- [WHAT IS ASKED]:
Continue the patent text on the inkjet recording apparatus from the point where it stops.

INKJET RECORDING APPARATUS

Abstract

An inkjet recording apparatus comprising; a recording portion for recording an image on a recording medium, said recording portion having an inkjet head unit including a plurality of connected line heads, an acquisition portion for acquisitioning pixel information indicated by a pixel of a document, a memory portion for storing position information of a joint portion of said head unit and head property information, a prediction portion for seeking output property by each printing directions based on said pixel information, said position information and said head property information, a direction conversion portion for converting a printing direction to reduce influence of the joint portion of said head unit on the document based on the output property acquired by said acquisition portion and said direct conversion output to said recording portion.

Description

The application is based upon and claims the benefit of priority from Japanese Application No. P2010-173046, filed Jul. 30, 2010, which is hereby incorporated by reference.

TECHNICAL FIELD

Embodiments described herein relate generally to an inkjet recording apparatus.

BACKGROUND

In recent years, in order to achieve high printing/recording speed, a line-head is structured by connecting a plurality of inkjet heads, and in such a manner a recording apparatus, which records an image on a recording material with one scan path or less scan paths, is launched in a market.

Due to an error of recording accuracy relating to an ink ejecting property of each nozzle, such a recording apparatus corrects recording uneven of each ink-nozzle by carrying a complex multi-scan etc. Further, when a plurality of inkjet heads is connected, white lines, black lines or multileveled density and so on appears at the portion of this connection because of unevenness relating to fixing position accuracy between heads, unevenness relating to a property between each head and a difference of an ejecting property of a head end itself.

Consequently, this appearance visually presents uncomfortable as line-like noise. Hitherto, a process such that these line heads execute said complex multi-scan etc in order to reduce line-like noise, is proposed. Additionally, another process is proposed. In such process, displacing divisional points of multi-heads by a position of sub-scan direction by slow degree can reduce the line-like noise.

SUMMARY

However, the method of conducting the above mentioned mufti-scan etc provides the issue of slow printing speed. In addition, it is not easily achieved that the divisional positions are delicately adjusted in regards to the method of displacing divisional head positions

It is an objet of the embodiment to provided that an inkjet recording apparatus, which can reduce a visual noise appearance without a delicate head adjusting, or a multi-scan in order to prevent line-like noise from appearing at the joint portion of multi-head.

According to one aspect of the embodiment, there is provided that an inkjet recording apparatus comprising; a recording portion for recording an image on a recording medium, said recording portion having an inkjet head unit including a plurality of connected line heads, an acquisition portion for acquisitioning pixel information indicated by a pixel of a document, a memory portion for storing position information of a joint portion of said head unit and head property information, a prediction portion for seeking output property by each printing directions based on said pixel information, said position information and said head property information, a direction conversion portion for converting a printing direction to reduce influence of the joint portion of said head unit on a document based on the output property acquired by said acquisition portion and said direct conversion output to said recording portion.

- [PROVIDED MATERIAL]:

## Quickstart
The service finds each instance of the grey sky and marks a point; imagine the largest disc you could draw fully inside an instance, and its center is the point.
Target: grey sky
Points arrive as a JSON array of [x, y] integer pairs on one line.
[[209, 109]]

- [RESPONSE BELOW]:
BRIEF DESCRIPTION OF THE DRAWINGS

FIG. 1 is a block diagram showing a configuration of an inkjet recording apparatus according to one embodiment of the invention.

FIG. 2 is a conception drawing showing one example of the nozzle status of a recording apparatus.

FIG. 3 is a flowchart showing an operation of a recording apparatus shown in FIG. 1.

FIG. 4 is a drawing showing the relation between a printing direction and a layout.

FIG. 5 is a drawing showing the relation between a printing direction and a layout.

FIG. 6 is a drawing showing the relation between a printing direction and a layout.

FIG. 7 is a drawing showing the relation between a printing direction and a layout.

FIG. 8 is a drawing showing the relation between a printing direction and a distribution of chromaticity.

FIG. 9 is a drawing showing the relation between a printing direction and a distribution of chromaticity.

FIG. 10 is a drawing showing the relation between a printing direction and a distribution of chromaticity.

FIG. 11 is a drawing showing the relation between a printing direction and a distribution of chromaticity.

FIG. 12 is a drawing explaining the calculation of an average chromaticity of blocks.

FIG. 13 is a drawing showing a visual color discrimination ellipse.

DETAILED DESCRIPTION

Hereinafter, embodiments regarding the invention will be described with reference to FIG. 1-13.

FIG. 1 is an overall drawing showing an embodiment of a multi functional printer (hereinafter MFP) applied by this invention. This MFP 1 comprises an acquisition portion 2 for acquisitioning pixel values, a memory portion 3 for storing position information regarding joint portions of head units and head property information regarding heads, a prediction portion 4 for seeking an output property of a printing material from said pixel value, the position information and the head property information, a direction conversion portion 5 for converting image to the suitable direction based on the result sought by said prediction portion 4 and a recording portion 6 having an inkjet head unit for ejecting an ink on a recording medium such as a paper based on a document or image data.

And the MFP 1 connects to a terminal such as a personal computer (hereinafter PC) 8 via a network 7. An applications program 9 such as a word processing or paint software and a printer driver 10 giving a printing order to the MFP 1 are installed into the PC 8.

When a user instructs a printing operating regarding an image or a document produced/edited on the PC 8 via the printer driver 10 at this time, a printing data is transmitted to the MFP 1, in case of necessity the direction of image is converted, a hard copy is produced by inkjet head units of the recording portion 6.

FIG. 2 is a rough drawing showing a configuration of this inkjet head unit. A plurality of heads is disposed and connected as zigzag-like as showed in this drawing, because it is difficult to produce a long head for an inkjet printer. If the property of this head is always consistency, there is no problem.

However, it has limitations to keep consistency, considering a cost or a yield ratio. Accordingly, it is popular to dispose and connect heads with each other, which have some variability.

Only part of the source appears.